▶ [Required task]: Give the records below, from the first line through the line containing "x=449, y=456", as a Markdown table with the columns Row and Line. Leave out blank lines, and include only those lines.

"""

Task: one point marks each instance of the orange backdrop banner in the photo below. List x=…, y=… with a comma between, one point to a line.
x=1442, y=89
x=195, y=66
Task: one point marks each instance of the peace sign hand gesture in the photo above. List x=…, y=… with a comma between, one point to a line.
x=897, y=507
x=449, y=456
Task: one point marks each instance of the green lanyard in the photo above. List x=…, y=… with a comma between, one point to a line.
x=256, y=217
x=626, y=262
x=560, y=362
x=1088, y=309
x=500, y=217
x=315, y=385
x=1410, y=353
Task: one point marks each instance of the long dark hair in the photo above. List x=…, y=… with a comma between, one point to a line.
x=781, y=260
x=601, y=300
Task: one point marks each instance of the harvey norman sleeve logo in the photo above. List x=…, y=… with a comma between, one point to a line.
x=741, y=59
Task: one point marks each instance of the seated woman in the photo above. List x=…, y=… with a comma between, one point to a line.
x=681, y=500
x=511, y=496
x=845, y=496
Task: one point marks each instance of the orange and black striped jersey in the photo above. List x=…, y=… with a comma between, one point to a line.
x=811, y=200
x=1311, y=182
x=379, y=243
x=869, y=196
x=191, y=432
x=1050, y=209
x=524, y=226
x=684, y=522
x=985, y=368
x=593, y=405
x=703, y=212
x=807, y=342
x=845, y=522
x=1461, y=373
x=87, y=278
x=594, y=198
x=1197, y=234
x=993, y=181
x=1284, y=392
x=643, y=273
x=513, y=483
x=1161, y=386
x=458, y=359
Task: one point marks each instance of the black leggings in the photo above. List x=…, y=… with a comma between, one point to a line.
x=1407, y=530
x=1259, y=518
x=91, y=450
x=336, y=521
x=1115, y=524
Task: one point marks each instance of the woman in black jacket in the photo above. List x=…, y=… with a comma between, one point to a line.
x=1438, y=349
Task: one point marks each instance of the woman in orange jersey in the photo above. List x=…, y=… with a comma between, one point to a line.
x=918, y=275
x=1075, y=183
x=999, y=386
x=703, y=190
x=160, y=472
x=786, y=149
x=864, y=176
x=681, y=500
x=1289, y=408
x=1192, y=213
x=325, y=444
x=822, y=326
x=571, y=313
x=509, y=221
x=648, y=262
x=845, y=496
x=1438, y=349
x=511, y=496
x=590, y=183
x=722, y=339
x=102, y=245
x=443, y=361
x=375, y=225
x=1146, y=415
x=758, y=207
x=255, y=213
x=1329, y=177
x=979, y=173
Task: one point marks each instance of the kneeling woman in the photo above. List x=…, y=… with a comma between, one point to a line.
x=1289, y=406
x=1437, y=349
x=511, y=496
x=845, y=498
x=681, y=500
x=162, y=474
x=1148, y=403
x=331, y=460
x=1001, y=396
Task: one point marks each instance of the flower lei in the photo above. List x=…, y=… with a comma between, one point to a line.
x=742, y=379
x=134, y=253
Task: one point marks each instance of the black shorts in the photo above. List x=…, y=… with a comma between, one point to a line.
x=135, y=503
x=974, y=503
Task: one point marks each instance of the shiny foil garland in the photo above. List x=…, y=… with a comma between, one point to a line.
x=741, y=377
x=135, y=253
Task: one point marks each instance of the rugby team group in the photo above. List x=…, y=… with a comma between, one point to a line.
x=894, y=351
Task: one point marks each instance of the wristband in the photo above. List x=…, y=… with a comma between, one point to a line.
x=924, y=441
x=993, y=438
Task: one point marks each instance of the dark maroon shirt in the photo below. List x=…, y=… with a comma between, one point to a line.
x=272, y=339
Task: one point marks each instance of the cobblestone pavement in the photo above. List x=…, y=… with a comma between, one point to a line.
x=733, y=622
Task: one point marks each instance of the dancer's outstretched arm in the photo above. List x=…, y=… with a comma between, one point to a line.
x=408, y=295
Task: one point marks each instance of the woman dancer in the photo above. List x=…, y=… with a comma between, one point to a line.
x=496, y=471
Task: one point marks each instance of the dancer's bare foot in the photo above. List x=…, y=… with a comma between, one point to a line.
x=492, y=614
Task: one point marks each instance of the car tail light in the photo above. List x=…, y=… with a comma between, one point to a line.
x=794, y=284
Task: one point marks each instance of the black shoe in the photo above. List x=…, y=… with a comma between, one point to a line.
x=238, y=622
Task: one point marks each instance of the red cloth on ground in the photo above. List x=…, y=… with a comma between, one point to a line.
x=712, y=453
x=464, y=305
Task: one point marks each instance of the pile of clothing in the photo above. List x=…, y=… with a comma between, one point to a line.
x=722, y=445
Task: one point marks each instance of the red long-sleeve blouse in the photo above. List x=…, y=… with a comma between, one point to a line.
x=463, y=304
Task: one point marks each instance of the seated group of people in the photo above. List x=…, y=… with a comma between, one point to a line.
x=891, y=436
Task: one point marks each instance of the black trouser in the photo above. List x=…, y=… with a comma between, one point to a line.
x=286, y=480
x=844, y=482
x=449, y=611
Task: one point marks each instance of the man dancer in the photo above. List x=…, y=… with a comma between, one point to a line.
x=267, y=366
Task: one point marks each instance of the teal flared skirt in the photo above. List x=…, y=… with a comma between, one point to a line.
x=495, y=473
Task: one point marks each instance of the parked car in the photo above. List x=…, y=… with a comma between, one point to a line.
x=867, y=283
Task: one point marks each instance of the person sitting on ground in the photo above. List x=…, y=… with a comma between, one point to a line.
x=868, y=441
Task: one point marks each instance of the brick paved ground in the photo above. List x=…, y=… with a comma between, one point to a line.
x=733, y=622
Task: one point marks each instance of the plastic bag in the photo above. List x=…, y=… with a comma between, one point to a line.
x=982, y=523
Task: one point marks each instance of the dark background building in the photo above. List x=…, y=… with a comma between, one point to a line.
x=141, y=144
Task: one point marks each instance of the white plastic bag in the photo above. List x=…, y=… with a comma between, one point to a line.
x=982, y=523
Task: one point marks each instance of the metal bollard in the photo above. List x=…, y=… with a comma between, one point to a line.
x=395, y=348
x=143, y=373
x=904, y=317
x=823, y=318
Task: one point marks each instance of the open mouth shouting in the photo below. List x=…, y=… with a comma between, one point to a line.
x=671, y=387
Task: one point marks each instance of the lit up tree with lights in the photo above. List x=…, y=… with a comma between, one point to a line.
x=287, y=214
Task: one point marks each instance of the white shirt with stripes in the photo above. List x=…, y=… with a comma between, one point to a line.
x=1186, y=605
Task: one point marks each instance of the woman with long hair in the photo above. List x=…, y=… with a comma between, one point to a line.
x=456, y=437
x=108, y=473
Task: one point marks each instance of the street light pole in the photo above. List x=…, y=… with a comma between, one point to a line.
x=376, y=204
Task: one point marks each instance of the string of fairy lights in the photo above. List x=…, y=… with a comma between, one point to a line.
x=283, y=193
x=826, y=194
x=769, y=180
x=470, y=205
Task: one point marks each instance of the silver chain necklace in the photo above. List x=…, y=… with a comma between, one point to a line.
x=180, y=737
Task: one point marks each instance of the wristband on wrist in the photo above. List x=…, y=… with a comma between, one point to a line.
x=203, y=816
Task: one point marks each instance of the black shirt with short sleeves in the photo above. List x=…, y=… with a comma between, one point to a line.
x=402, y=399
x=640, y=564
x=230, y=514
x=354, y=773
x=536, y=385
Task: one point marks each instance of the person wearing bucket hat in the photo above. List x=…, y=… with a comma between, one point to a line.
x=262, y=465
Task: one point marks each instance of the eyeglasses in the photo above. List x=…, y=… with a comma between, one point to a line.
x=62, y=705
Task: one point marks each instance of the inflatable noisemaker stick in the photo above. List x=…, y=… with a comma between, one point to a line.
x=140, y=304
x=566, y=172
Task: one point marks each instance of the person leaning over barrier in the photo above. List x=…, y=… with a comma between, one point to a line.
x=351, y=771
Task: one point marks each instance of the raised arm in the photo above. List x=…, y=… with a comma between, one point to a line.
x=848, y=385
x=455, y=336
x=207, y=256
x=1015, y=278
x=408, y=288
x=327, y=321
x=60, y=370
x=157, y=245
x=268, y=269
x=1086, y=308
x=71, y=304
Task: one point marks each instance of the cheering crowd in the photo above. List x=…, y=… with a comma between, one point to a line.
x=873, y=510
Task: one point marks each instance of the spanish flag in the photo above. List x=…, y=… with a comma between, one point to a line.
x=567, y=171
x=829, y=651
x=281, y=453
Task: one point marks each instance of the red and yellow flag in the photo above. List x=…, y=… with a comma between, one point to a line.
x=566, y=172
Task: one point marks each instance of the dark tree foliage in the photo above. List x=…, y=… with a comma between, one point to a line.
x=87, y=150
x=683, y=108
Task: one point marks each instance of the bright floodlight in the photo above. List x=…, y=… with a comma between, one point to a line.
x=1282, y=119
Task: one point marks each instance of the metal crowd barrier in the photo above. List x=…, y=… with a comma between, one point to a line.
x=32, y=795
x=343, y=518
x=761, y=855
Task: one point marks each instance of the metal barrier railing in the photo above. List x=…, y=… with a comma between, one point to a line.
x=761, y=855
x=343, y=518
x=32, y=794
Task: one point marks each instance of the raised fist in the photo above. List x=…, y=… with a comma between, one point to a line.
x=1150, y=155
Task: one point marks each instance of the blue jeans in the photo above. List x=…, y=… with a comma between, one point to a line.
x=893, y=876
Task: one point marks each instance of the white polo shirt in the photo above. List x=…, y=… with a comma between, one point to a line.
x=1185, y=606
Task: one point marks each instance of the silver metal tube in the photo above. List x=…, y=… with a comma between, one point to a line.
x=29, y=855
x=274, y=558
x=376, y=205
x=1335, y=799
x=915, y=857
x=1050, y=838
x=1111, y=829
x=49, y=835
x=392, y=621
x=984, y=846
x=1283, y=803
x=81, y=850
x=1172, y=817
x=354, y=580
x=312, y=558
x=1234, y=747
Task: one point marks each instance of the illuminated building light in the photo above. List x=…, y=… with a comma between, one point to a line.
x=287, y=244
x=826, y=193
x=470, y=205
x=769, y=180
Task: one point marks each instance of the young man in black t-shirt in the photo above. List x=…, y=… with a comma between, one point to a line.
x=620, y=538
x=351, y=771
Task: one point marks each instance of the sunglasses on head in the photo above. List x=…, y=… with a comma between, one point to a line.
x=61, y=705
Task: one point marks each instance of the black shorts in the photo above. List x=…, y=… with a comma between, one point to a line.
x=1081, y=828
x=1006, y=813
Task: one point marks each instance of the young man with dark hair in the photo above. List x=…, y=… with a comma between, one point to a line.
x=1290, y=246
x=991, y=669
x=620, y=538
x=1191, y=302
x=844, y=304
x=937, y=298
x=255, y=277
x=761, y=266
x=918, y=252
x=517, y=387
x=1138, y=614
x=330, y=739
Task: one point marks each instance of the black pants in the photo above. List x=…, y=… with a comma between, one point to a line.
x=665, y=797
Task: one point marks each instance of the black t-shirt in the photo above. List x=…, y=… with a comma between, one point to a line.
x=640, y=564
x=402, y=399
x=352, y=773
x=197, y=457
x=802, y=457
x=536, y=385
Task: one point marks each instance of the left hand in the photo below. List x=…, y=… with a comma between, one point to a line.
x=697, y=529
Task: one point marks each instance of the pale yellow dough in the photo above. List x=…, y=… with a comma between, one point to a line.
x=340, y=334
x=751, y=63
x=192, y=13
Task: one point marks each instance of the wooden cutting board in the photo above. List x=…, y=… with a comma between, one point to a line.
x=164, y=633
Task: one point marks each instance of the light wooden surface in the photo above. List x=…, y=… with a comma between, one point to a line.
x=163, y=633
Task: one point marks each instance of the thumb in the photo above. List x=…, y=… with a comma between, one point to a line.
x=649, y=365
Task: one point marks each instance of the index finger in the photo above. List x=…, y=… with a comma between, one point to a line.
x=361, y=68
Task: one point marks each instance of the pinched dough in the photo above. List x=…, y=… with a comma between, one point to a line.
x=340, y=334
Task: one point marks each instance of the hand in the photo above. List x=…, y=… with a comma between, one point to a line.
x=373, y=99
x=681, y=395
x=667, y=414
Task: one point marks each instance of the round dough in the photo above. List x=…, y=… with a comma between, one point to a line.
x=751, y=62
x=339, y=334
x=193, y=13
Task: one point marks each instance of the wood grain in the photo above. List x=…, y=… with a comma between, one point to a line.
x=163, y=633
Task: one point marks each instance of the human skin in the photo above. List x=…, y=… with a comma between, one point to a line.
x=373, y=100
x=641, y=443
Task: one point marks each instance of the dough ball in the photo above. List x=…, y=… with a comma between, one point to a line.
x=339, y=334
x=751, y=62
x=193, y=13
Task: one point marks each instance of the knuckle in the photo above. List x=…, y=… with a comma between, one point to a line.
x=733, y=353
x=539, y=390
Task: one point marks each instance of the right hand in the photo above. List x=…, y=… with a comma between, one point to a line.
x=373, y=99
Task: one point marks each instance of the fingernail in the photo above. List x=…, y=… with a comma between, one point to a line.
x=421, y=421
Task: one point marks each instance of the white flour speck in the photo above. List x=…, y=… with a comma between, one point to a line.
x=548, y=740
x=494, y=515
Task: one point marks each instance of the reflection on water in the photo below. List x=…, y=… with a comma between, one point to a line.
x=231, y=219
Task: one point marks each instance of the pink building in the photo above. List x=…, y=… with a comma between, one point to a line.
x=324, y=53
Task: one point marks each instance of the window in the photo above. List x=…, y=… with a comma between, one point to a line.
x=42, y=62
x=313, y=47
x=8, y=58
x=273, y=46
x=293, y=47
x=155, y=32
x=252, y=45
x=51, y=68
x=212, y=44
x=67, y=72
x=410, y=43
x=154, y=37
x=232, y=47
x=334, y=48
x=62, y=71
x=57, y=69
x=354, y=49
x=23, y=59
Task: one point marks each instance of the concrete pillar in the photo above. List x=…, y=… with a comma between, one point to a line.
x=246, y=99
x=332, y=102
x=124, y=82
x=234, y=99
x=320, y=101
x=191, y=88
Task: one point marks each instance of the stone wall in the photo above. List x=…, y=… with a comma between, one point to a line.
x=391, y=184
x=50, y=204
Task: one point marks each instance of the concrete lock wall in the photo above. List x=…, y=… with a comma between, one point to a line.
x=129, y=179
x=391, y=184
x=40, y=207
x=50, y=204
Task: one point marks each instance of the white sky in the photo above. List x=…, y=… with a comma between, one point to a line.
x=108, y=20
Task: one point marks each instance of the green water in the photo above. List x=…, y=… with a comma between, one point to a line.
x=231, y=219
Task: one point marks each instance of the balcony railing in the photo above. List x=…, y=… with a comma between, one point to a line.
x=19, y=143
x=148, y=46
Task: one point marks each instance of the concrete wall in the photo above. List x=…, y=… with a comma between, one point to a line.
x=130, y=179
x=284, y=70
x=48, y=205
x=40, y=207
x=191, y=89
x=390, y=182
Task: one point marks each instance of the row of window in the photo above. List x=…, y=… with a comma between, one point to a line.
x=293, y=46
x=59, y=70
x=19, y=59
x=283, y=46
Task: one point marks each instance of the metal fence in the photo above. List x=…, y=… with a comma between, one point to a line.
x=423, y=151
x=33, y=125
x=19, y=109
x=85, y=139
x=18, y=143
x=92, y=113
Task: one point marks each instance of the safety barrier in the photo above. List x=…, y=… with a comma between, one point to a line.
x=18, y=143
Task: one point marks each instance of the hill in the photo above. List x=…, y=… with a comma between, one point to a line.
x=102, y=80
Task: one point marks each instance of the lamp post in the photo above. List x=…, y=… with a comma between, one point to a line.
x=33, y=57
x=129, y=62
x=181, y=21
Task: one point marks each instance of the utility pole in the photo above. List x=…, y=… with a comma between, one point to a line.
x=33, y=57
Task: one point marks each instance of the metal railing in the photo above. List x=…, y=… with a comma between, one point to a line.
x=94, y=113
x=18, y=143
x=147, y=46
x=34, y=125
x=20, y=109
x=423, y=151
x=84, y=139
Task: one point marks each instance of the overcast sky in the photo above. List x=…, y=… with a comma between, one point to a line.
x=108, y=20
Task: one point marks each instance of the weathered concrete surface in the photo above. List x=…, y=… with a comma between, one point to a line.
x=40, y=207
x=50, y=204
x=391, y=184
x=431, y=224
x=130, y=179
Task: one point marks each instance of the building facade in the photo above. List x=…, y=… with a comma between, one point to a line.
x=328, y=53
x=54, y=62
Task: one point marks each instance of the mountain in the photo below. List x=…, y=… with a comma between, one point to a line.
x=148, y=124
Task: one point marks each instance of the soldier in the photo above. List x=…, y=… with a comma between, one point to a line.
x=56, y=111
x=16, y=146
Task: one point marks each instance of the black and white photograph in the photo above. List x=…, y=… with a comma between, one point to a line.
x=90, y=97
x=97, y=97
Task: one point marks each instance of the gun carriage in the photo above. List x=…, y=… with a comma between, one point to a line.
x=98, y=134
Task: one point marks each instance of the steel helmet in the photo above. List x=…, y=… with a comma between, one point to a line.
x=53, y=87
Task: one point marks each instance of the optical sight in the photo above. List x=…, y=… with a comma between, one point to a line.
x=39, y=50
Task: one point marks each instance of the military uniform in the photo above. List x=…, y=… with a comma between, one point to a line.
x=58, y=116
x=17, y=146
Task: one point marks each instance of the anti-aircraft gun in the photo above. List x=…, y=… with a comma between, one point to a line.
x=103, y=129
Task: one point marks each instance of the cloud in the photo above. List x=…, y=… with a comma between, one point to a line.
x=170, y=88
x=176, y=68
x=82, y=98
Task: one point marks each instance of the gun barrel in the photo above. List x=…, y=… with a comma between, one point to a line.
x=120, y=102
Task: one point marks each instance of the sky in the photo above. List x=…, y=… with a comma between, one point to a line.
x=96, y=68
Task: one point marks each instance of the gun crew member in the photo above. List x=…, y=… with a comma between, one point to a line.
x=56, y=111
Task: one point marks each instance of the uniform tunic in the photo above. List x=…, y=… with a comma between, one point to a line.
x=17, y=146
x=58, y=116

"""

▶ [Response for this exercise]:
| Row | Line |
|---|---|
| 1 | Task: one point marks each instance of the orange backdrop banner in the photo below. List x=…, y=… with a comma between, one point to a line. |
| 2 | x=1442, y=89 |
| 3 | x=195, y=66 |
| 4 | Task: one point marks each instance of the peace sign hand gesture in the photo above. List x=…, y=… with a comma between, one point to a line. |
| 5 | x=897, y=507 |
| 6 | x=449, y=456 |